TASK REQUIREMENTS. Starting with the first line, output the data exactly through to the end.

DATASET EXTRACT.

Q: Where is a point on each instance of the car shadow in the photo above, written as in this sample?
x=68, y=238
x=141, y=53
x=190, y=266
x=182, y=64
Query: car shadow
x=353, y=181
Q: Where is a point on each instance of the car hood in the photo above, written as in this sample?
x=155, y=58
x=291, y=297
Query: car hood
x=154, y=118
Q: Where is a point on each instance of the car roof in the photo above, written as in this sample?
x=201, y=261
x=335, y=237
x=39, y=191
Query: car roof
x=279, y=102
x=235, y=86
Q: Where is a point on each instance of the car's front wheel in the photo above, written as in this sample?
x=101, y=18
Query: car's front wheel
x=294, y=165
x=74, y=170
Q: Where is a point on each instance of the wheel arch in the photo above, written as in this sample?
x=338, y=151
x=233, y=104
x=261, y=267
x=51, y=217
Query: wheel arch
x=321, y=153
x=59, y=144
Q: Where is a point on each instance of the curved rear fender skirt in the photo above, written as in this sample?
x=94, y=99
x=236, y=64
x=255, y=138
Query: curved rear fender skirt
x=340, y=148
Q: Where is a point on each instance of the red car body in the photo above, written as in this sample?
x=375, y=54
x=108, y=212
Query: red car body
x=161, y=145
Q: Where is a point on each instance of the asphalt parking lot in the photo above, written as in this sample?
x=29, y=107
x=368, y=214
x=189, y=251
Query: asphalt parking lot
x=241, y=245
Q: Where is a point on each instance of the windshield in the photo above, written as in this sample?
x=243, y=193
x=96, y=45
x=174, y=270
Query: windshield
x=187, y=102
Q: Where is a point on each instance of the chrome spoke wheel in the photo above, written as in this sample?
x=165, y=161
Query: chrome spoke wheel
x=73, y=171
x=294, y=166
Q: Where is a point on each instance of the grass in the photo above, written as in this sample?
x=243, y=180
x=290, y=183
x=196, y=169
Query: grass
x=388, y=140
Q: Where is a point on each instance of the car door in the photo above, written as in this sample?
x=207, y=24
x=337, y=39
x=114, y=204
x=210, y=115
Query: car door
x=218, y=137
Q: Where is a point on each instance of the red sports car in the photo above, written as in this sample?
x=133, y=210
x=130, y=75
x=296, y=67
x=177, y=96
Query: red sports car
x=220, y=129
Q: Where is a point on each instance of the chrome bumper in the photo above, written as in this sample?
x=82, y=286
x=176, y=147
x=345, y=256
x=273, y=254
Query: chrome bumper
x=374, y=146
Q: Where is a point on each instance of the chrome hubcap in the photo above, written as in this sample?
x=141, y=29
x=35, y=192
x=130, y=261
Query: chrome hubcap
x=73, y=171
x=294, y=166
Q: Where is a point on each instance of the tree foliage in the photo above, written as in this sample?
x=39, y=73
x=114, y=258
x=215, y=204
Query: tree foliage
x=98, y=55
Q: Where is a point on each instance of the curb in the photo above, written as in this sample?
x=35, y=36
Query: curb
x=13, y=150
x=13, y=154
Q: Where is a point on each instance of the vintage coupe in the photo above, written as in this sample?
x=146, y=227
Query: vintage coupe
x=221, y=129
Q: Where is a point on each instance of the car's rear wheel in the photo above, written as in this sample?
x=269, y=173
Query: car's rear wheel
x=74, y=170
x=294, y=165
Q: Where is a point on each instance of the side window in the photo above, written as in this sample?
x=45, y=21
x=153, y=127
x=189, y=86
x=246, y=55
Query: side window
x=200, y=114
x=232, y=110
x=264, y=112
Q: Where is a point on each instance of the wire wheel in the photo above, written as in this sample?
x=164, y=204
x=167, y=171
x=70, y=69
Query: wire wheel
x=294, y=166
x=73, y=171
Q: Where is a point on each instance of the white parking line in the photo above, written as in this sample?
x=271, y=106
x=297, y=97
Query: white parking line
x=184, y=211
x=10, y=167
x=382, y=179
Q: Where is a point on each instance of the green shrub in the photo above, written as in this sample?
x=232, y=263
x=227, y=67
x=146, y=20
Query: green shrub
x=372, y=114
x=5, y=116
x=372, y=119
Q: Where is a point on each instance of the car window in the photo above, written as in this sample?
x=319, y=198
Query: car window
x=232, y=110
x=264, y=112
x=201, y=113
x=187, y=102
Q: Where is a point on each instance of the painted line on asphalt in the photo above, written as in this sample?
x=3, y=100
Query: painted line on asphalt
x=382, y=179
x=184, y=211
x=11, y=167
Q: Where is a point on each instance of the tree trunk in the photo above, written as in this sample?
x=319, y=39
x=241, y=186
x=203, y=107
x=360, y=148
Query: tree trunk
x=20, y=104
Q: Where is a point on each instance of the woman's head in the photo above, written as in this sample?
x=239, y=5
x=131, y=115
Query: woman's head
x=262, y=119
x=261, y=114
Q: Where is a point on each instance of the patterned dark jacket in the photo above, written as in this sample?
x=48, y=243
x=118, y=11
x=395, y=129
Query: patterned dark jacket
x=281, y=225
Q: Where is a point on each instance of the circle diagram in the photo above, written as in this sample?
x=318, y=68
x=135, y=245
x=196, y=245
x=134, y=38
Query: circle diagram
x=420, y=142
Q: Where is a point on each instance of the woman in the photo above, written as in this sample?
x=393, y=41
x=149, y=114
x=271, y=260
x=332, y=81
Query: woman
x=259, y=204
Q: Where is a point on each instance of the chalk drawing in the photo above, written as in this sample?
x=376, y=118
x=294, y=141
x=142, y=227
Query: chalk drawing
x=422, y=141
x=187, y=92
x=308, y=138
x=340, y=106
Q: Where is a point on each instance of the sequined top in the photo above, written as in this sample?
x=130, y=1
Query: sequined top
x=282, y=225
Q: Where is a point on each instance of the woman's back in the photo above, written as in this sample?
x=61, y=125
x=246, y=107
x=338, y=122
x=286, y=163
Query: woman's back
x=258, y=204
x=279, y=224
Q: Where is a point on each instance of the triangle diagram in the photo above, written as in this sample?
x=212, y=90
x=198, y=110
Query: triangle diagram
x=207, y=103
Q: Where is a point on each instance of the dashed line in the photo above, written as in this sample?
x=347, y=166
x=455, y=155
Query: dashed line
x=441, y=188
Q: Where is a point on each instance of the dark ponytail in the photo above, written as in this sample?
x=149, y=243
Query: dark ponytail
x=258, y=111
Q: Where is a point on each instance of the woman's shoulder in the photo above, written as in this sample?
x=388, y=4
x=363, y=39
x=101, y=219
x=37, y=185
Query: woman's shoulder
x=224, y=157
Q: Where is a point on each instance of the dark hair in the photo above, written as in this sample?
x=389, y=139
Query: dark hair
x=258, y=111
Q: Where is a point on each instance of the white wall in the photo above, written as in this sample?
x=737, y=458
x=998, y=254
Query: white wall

PROBLEM SOLUTION.
Q: Where is a point on each instance of the car shadow in the photo above, written as in this sample?
x=68, y=238
x=141, y=53
x=190, y=266
x=182, y=64
Query: car shadow
x=353, y=181
Q: Where is a point on each instance of the car hood in the photo above, written as in this sample?
x=155, y=58
x=291, y=297
Query: car hood
x=154, y=118
Q: Where is a point on each instance of the car roof in the photo above, written as in this sample?
x=201, y=261
x=335, y=237
x=39, y=191
Query: car roof
x=279, y=102
x=235, y=86
Q: Where is a point on each instance of the car's front wheel in the photo above, written as in this sample?
x=101, y=18
Query: car's front wheel
x=294, y=165
x=74, y=170
Q: Where is a point on each instance of the wheel arch in the photo above, written as in this sample?
x=338, y=151
x=233, y=104
x=261, y=267
x=51, y=217
Query: wheel arch
x=321, y=153
x=59, y=144
Q: Where is a point on each instance of the curved rear fender skirt in the photo above, written as in this sample?
x=94, y=99
x=236, y=64
x=255, y=138
Query: curved rear fender skirt
x=340, y=148
Q: Where is a point on each instance of the red car body in the photo above, written as in this sample?
x=375, y=54
x=108, y=212
Query: red car body
x=161, y=145
Q: Where is a point on each instance of the asphalt parking lot in the photo above, written as in this sample?
x=29, y=107
x=368, y=214
x=189, y=251
Query: asphalt parking lot
x=241, y=245
Q: Where is a point on each instance of the windshield in the photo above, written as in this sample?
x=243, y=193
x=96, y=45
x=174, y=270
Query: windshield
x=187, y=102
Q: Where is a point on each instance of the chrome spoke wheel in the photo above, written as in this sample?
x=165, y=161
Query: chrome spoke wheel
x=73, y=171
x=294, y=166
Q: Where is a point on each instance of the grass in the photo above, written as in this sample?
x=243, y=180
x=290, y=183
x=196, y=169
Query: grass
x=388, y=140
Q: Where is a point on each instance of the car door in the photo above, written as in this sample?
x=207, y=24
x=337, y=39
x=114, y=204
x=210, y=115
Query: car door
x=218, y=137
Q: Where is a point on each instance of the red sports car in the photo above, written as in this sample?
x=133, y=210
x=130, y=75
x=296, y=67
x=177, y=96
Query: red sports car
x=220, y=129
Q: Where is a point on each instance of the chrome bumper in the photo above, written as in this sample?
x=82, y=286
x=176, y=147
x=345, y=256
x=273, y=254
Query: chrome bumper
x=374, y=146
Q: Where is a point on each instance of the chrome hubcap in the photo above, written as in this sample?
x=141, y=29
x=35, y=192
x=130, y=261
Query: chrome hubcap
x=73, y=171
x=294, y=166
Q: Where is a point on each instance of the tree foliage in the photo above, written as in this sample?
x=39, y=73
x=114, y=258
x=215, y=204
Query: tree foliage
x=98, y=55
Q: Where is a point on each instance of the curb in the photo above, written as in this sample?
x=35, y=36
Query: curb
x=13, y=150
x=13, y=154
Q: Where is a point on each instance of the vintage coupe in the photo above, written as in this sample?
x=146, y=227
Query: vintage coupe
x=221, y=129
Q: Where is a point on each instance of the car's rear wheel in the photo above, written as in this sample?
x=269, y=173
Query: car's rear wheel
x=74, y=170
x=294, y=165
Q: Where is a point on each instance of the side window in the photo above, written as in this sample?
x=45, y=21
x=153, y=127
x=189, y=86
x=246, y=55
Query: side window
x=200, y=114
x=232, y=110
x=264, y=112
Q: Where is a point on each instance of the wire wheel in the photo above, written as in this sample?
x=164, y=204
x=167, y=171
x=70, y=69
Query: wire wheel
x=294, y=166
x=73, y=171
Q: Where is a point on each instance of the white parking line in the photo above, written as in this sample?
x=271, y=106
x=297, y=97
Query: white parking line
x=184, y=211
x=10, y=167
x=382, y=179
Q: Where is a point on each instance of the green shrub in the photo above, written as in this sample?
x=232, y=263
x=227, y=67
x=146, y=20
Query: green shrub
x=372, y=114
x=5, y=116
x=372, y=119
Q: Where is a point on each instance of the car window in the photo above, written as in this sample?
x=319, y=198
Query: car window
x=232, y=110
x=264, y=112
x=201, y=113
x=187, y=102
Q: Where is a point on each instance of the painted line on asphalt in the photo above, written as in this sample?
x=3, y=100
Query: painted line on asphalt
x=382, y=179
x=184, y=211
x=11, y=167
Q: Where is a point on each instance of the tree trunk in the photo above, written as in this sample?
x=319, y=39
x=241, y=186
x=203, y=107
x=360, y=148
Query: tree trunk
x=20, y=104
Q: Where is a point on each instance of the woman's head in the photo above, written as in this sample?
x=239, y=5
x=131, y=115
Query: woman's head
x=262, y=119
x=261, y=114
Q: Where is a point on each instance of the patterned dark jacket in the photo above, written as in this sample?
x=48, y=243
x=118, y=11
x=395, y=129
Query: patterned dark jacket
x=281, y=225
Q: Where is a point on each instance of the circle diagram in the photo above, written as in this sample?
x=318, y=68
x=135, y=245
x=196, y=245
x=134, y=38
Query: circle diagram
x=420, y=142
Q: Where is a point on each instance of the woman in the photo above, written as in this sample?
x=393, y=41
x=149, y=114
x=271, y=260
x=332, y=81
Query: woman
x=259, y=204
Q: Where is a point on each instance of the chalk drawing in the photo above, written as in this sample?
x=376, y=118
x=294, y=141
x=142, y=227
Query: chalk drawing
x=422, y=141
x=187, y=92
x=308, y=138
x=340, y=106
Q: Where is a point on each instance of the sequined top in the photo above, written as in this sample?
x=130, y=1
Query: sequined top
x=282, y=225
Q: Where is a point on each instance of the woman's back in the photo above, written as in this sample?
x=61, y=125
x=246, y=107
x=338, y=122
x=286, y=163
Query: woman's back
x=258, y=204
x=279, y=224
Q: Where is a point on each instance of the triangle diagram in the photo above, written as in this sample?
x=212, y=90
x=198, y=110
Query: triangle diagram
x=207, y=103
Q: Where is a point on each instance of the dashed line in the photo above, written as in this sample?
x=347, y=166
x=455, y=155
Query: dashed line
x=441, y=188
Q: Where is a point on each instance of the dark ponytail in the photo above, written as in this sample?
x=149, y=243
Query: dark ponytail
x=258, y=111
Q: Where is a point on each instance of the woman's shoulder in the photo above, written as in this sample?
x=388, y=4
x=363, y=39
x=101, y=219
x=37, y=185
Query: woman's shoulder
x=224, y=157
Q: Where is a point on each instance of the dark hair in the photo above, written as in this sample?
x=389, y=139
Query: dark hair
x=258, y=111
Q: Where is a point on each instance of the white wall in the photo above, written as in this sample?
x=737, y=458
x=998, y=254
Query: white wall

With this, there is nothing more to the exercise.